-- START OF Extract --

= Uwe Nolte =

German poet, musician and graphic artist (born 1969)

Uwe Nolte (born 11 May 1969 in Merseburg) is a German poet, musician and graphic artist.

== Life and work ==
Uwe Nolte is a contemporary German poet. His work is an attempt to translate the concerns and aesthetics of German Romanticism into the present age. Formally orientated on traditional role models such as Joseph von Eichendorff and Nikolaus Lenau, his poetry is characterised by emotional depth and tenderness, archaic imagery and a fast-paced rhythm. Nolte frequently approaches the contemporary world and personal experiences through ancient symbols, myths, historical figures and nature.

Born in 1969, Nolte grew up in the formerly Soviet-occupied Eastern part of Germany (GDR). Like many East Germans who were disillusioned with the GDR's ideologically constrained education system, Nolte is entirely self-taught. Major influences on his artistic development were Friedrich Hölderlin, Jakob Böhme and Friedrich Nietzsche. At the age of 21, he served as a soldier at the German-German frontier, where he refused to shoot at fellow Germans who tried to escape from the Soviet- to the US-occupied sector. Unpleasant experiences with the foreign imposed Soviet system did not prevent Nolte from developing a fascination with Russian culture and landscape. In 2011, Nolte moved to Samara with his former partner and fellow artist of Russian-German ancestry, Kristina Zieber. Nolte remains deeply impressed with the archaic and sometimes brute force he encountered in the Russian wilderness, where "powerful spirits are still alive, forming an essential part of people's daily lives." Nolte's Russian experience is reflected in his recent poetry collection "Falke Heime".

-- END OF Extract --

» **Task instructions**:
• a. Quote the article on Uwe Nolte, starting at "Uwe Nolte (born" and ending at "figures and nature.".
• b. Render this sentence from the article on Uwe Nolte into French: "Major influences on his artistic development were Friedrich Hölderlin, Jakob Böhme and Friedrich Nietzsche."
• c. Proceed with the article on Uwe Nolte, picking up after its final sentence.

-- START OF Data provided --

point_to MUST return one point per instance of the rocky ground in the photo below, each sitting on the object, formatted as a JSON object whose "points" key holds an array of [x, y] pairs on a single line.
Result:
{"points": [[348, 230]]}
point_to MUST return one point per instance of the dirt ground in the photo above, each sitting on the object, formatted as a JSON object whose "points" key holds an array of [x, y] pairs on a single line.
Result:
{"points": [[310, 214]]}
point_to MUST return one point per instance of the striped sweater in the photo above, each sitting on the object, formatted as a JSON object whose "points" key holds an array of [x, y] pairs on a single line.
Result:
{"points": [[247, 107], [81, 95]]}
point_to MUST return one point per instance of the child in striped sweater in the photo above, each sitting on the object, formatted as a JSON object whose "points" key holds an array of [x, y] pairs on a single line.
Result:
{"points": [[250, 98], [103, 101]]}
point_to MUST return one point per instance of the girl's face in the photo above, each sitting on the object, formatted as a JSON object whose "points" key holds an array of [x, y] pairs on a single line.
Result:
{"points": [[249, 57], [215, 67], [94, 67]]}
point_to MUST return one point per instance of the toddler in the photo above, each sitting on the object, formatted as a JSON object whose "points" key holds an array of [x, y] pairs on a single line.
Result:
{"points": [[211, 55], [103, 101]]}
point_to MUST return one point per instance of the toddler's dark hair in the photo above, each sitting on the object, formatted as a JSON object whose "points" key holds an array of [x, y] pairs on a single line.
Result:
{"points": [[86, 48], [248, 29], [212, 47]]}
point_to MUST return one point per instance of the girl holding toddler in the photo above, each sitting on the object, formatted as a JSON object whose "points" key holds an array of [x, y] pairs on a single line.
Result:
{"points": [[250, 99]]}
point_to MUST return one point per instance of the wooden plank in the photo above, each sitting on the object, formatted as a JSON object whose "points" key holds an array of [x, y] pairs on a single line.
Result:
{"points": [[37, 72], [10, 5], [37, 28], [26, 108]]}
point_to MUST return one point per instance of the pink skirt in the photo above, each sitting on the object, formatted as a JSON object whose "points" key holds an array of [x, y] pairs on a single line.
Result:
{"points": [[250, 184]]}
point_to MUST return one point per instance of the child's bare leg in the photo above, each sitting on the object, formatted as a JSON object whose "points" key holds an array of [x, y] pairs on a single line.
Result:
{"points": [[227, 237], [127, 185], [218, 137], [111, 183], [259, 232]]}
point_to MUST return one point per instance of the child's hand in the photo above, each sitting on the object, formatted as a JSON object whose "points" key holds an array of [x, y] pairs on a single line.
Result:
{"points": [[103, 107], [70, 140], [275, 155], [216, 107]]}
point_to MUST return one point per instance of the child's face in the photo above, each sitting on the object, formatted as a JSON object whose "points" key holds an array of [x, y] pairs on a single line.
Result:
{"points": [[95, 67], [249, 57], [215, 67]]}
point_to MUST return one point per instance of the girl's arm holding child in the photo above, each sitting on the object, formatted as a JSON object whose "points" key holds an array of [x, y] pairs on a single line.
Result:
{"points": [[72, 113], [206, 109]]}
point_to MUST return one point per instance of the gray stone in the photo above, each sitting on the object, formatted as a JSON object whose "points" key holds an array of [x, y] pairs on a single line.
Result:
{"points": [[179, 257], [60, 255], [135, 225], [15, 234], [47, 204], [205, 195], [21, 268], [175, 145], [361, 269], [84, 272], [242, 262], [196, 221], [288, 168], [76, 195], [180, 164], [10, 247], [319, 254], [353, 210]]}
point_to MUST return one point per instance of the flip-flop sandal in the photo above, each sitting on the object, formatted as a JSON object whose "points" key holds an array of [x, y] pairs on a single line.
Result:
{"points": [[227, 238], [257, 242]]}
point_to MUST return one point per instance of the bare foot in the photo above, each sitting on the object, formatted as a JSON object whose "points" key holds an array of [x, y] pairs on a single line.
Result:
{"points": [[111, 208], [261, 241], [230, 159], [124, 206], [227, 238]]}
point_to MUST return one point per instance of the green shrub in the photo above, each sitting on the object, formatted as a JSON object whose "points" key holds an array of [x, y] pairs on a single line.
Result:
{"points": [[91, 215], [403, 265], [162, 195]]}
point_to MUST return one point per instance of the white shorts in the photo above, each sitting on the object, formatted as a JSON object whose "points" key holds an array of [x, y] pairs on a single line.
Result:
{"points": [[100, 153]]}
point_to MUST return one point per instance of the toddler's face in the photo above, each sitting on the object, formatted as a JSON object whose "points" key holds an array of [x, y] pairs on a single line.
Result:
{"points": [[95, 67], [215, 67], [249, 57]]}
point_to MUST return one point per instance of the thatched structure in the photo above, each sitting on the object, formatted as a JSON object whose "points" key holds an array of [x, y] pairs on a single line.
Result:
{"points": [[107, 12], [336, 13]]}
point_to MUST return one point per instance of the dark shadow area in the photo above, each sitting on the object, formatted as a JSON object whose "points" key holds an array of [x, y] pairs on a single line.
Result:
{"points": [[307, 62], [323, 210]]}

-- END OF Data provided --

» **Answer list**:
• a.
Uwe Nolte (born 11 May 1969 in Merseburg) is a German poet, musician and graphic artist.

== Life and work ==
Uwe Nolte is a contemporary German poet. His work is an attempt to translate the concerns and aesthetics of German Romanticism into the present age. Formally orientated on traditional role models such as Joseph von Eichendorff and Nikolaus Lenau, his poetry is characterised by emotional depth and tenderness, archaic imagery and a fast-paced rhythm. Nolte frequently approaches the contemporary world and personal experiences through ancient symbols, myths, historical figures and nature.

• b. Les influences majeures sur son développement artistique furent Friedrich Hölderlin, Jakob Böhme et Friedrich Nietzsche.

• c.
== Music ==
Music is an integral part of Nolte's life and creative path. His poetry has been set to music by independent artists from his home region, such as Forseti from Jena. Nolte himself has been involved in several music projects, such as Barditus, Sonnentau and Orplid (with Frank Machau). The soundscape of Orplid is experimental, with links to Neofolk and Neoclassical music. It draws inspiration from the main currents of the German tradition: Germanic and Greek mythology, medieval Christian symbolism, 19th century Romanticism, and the all-pervasive notion of the sanctity of nature. The name of the band is taken from the opening line of the poem "Gesang Weylas" (Weyla's Song) by 19th-century Swabian poet Eduard Mörike: "Du bist Orplid, mein Land." (You are Orplid, my land). The music is based on lyrics by Nolte and other German poets, such as Friedrich Schiller, Annette von Droste-Hülshoff, Joseph von Eichendorff, Gottfried Benn, Oda Schaefer, Frank Wedekind and Rolf Schilling. Orplid have rendered a musical interpretation of the "Merseburg Incantations" in overtone singing, which Nolte learned from shamans in Russia.

== Cover songs ==
- Forseti, "Am Abend" (CD "Jenzig")
- Forseti, "Letzter Traum", (CD "Windzeit")
- Forseti, "Herbstabend", (CD "Windzeit")
- Forseti, "Müder Wanderer", (CD "Erde")
- Forseti, "Das Abendland", (CD "Erde")
- Von Thronstahl, "Noch blüht im Geist verborgen", (CD "Imperium internum")
- Stein, "Blume auf dem Felsenschorf", (CD "Am Feld")
- Christian Glowatzki, "Lied zur Nacht", (CD "Die Zeit legt ab ihr altes Kleid")
- Stern des Bundes, "Lichtmess", (CD "NolteX-Werkschau")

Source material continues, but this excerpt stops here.